TASK OBJECTIVE: According to the text on Colorado's AI legislation, on what date will the Colorado AI Act take effect?

Colorado Becomes the First State to Enact Comprehensive AI Legislation


Colorado recently became the first U.S. state to enact its own comprehensive artificial intelligence (“AI”) legislation, SB 24-205 (the “Colorado AI Act” or “Act”). The Colorado AI Act applies to all “developers” and “deployers” of “high-risk artificial intelligence systems” that do business in Colorado, without any other applicability thresholds, and aims to protect all Colorado residents, including employees. The Act, which will take effect on February 1, 2026, imposes obligations relating to transparency and preventing algorithmic discrimination, requiring differing obligations for developers and deployers. In preparation, companies doing business in Colorado should assess whether any high-risk AI systems are being developed or used or will be developed or used by the company and take appropriate action to meet the Act’s requirements.

DATASET RECORDS:

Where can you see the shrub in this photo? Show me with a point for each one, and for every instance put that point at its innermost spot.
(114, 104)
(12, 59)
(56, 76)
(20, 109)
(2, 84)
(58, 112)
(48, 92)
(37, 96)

RESULT OF THIS TASK: February 1, 2026